Set out every line of the listing below as a numbered list, leaving out any blank lines.

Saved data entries
- Opening Delimiter -
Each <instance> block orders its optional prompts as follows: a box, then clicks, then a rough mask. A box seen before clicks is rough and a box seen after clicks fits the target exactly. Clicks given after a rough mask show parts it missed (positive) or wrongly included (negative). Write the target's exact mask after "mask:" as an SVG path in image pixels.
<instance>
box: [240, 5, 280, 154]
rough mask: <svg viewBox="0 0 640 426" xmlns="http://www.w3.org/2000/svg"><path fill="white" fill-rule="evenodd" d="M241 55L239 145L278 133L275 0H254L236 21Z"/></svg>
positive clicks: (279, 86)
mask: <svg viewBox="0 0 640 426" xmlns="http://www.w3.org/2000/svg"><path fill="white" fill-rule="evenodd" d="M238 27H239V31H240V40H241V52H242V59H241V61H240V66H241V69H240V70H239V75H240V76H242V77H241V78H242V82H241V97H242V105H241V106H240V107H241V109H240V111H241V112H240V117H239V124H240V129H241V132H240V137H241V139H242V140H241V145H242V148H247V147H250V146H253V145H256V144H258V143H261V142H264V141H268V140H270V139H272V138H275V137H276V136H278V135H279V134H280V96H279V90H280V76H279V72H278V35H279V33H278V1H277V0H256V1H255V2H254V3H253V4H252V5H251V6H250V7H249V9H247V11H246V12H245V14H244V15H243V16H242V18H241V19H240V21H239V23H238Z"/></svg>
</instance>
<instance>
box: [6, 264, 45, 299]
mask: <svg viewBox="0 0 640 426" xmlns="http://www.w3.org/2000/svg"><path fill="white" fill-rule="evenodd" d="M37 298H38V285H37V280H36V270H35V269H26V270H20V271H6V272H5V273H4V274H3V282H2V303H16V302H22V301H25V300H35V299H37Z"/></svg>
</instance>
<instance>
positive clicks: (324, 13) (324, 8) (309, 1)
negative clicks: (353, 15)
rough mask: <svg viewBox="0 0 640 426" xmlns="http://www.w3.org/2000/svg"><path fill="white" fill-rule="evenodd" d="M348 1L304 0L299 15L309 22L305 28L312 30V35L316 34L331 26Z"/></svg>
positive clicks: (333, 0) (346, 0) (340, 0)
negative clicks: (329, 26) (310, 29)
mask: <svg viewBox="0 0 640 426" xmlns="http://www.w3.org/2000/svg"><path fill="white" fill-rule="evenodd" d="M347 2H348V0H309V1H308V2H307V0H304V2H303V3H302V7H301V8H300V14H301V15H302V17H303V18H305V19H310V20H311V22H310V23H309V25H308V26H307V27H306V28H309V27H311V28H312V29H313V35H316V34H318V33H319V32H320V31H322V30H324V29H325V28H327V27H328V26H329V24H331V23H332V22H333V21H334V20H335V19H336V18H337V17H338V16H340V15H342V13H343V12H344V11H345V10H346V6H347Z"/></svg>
- Closing Delimiter -
* **Answer section**:
1. Each <instance> block orders its optional prompts as follows: a box, then clicks, then a rough mask. A box seen before clicks is rough and a box seen after clicks fits the target exactly. Clicks given after a rough mask show parts it missed (positive) or wrongly included (negative). Write the target's exact mask after "mask:" as an SVG path in image pixels.
2. <instance>
3. box: [240, 5, 280, 154]
4. rough mask: <svg viewBox="0 0 640 426" xmlns="http://www.w3.org/2000/svg"><path fill="white" fill-rule="evenodd" d="M241 55L239 145L278 133L275 0H254L236 21Z"/></svg>
5. positive clicks: (279, 86)
6. mask: <svg viewBox="0 0 640 426" xmlns="http://www.w3.org/2000/svg"><path fill="white" fill-rule="evenodd" d="M238 27H239V31H240V40H241V52H242V59H241V61H240V66H241V69H240V70H239V75H240V76H242V77H241V78H242V82H241V97H242V105H241V106H240V107H241V109H240V111H241V112H240V117H239V124H240V129H241V132H240V137H241V139H242V140H241V145H242V148H247V147H250V146H253V145H256V144H258V143H261V142H264V141H268V140H270V139H272V138H275V137H276V136H278V135H279V134H280V96H279V90H280V76H279V72H278V35H279V33H278V1H277V0H256V1H255V2H254V3H253V4H252V5H251V6H250V7H249V9H247V11H246V12H245V14H244V15H243V16H242V18H241V19H240V21H239V23H238Z"/></svg>
7. </instance>
8. <instance>
9. box: [6, 264, 45, 299]
10. mask: <svg viewBox="0 0 640 426" xmlns="http://www.w3.org/2000/svg"><path fill="white" fill-rule="evenodd" d="M37 298H38V285H37V280H36V270H35V269H26V270H20V271H6V272H5V273H4V274H3V282H2V303H16V302H22V301H25V300H35V299H37Z"/></svg>
11. </instance>
12. <instance>
13. positive clicks: (324, 13) (324, 8) (309, 1)
14. negative clicks: (353, 15)
15. rough mask: <svg viewBox="0 0 640 426" xmlns="http://www.w3.org/2000/svg"><path fill="white" fill-rule="evenodd" d="M348 1L304 0L299 15L309 22L305 28L312 30V35L316 34L331 26Z"/></svg>
16. positive clicks: (333, 0) (346, 0) (340, 0)
17. negative clicks: (329, 26) (310, 29)
18. mask: <svg viewBox="0 0 640 426" xmlns="http://www.w3.org/2000/svg"><path fill="white" fill-rule="evenodd" d="M347 2H348V0H309V1H308V2H307V0H304V2H303V3H302V7H301V8H300V14H301V15H302V17H303V18H305V19H310V20H311V22H310V23H309V25H308V26H307V27H306V28H309V27H311V28H312V29H313V35H316V34H318V33H319V32H320V31H322V30H324V29H325V28H327V27H328V26H329V24H331V23H332V22H333V21H334V20H335V19H336V18H337V17H338V16H340V15H342V13H343V12H344V11H345V10H346V6H347Z"/></svg>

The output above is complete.